Written instruction 1:
Summarize the Vauxhall text below in two sentences.

Text:
And at the risk of alienating some, perhaps many, badge-conscious SME and other business users, ”fine”, in Tozer’s view, does not mean getting into a sweat over the seemingly relentless expansion of premium brands such as BMW.

“Look, we are a generalist car brand, not premium. We’re not cheap but we’re not premium. You hear the word ‘premium’ quite a lot (from rival mainstream) car makers. But what that generally means is that there’s a problem with pricing and cost structures.

“Clearly, we’re not a brand for ABs; we’re a brand for CDs. Is that a problem or an opportunity? I don’t know. The market is so multi-dimensional. In many respects it is a highly consumerist, quite pretentious, market where the show-off factor is a driver,” says Tozer – a view borne out by the current structure of Vauxhall’s fleet sales: Whereas 35 per cent of its business user sales go to companies offering no brand choice but Vauxhall, only 5 per cent go to user-choosers.

At one level, says Tozer, Vauxhall can present Insignia as an antidote to premium while still giving business users in particular “ a very fine car.”

But what he claims are the “core” ingredients of Vauxhall’s identity –“quality,value, British” – leave plenty of room to find buyers in the broad constituency of what he calls Middle England.

Vauxhall has spent more than a century making cars in Britain and Tozer reckons the ‘British’ tag has unexploited value. “We won’t cloak ourselves in the flag, but we will weave it into our fabric, in the same way that we are woven into the fabric of Britain. That can go alongside a design language which is very strong and will get stronger.”

The data:
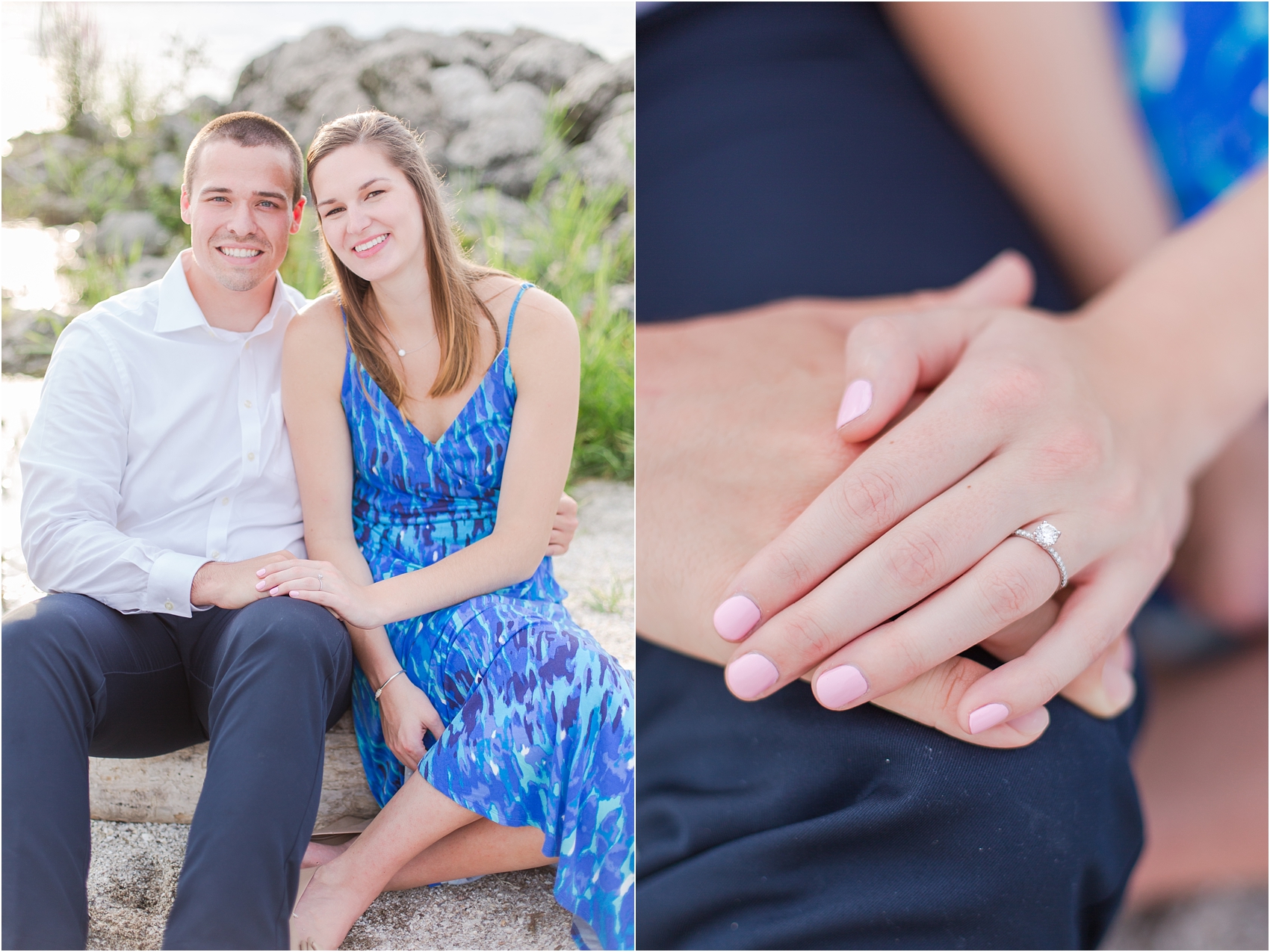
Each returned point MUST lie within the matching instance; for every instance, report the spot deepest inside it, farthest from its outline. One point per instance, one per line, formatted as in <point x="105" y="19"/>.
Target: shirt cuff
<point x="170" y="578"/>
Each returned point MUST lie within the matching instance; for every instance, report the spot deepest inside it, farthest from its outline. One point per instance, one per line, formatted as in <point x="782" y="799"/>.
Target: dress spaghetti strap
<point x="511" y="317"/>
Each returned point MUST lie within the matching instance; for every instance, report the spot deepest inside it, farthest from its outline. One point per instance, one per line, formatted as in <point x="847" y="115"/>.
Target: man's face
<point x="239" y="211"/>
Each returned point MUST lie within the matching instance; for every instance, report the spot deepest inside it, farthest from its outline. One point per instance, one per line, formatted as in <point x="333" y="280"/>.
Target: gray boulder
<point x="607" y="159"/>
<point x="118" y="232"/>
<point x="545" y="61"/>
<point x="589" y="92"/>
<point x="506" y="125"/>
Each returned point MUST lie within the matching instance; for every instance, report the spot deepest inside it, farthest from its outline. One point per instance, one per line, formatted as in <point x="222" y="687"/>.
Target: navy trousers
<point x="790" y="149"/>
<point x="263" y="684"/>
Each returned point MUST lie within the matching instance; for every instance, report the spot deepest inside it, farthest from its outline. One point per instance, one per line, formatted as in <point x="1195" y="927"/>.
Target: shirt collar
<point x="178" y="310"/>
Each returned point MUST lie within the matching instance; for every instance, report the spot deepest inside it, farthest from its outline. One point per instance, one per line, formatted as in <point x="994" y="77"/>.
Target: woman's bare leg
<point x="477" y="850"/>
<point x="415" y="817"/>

Written instruction 2:
Filter the records above down to the lines that contain the string "Target".

Written solution 1:
Tozer says Vauxhall is a generalist car brand, not a premium one, and he does not get into a sweat over the expansion of premium brands such as BMW, describing Vauxhall as a brand for CDs rather than ABs. He claims its core identity of quality, value and being British leaves plenty of room to find buyers in Middle England, and he reckons the British tag has unexploited value.

Written solution 2:
Target: shirt cuff
Target: dress spaghetti strap
Target: man's face
Target: gray boulder
Target: navy trousers
Target: shirt collar
Target: woman's bare leg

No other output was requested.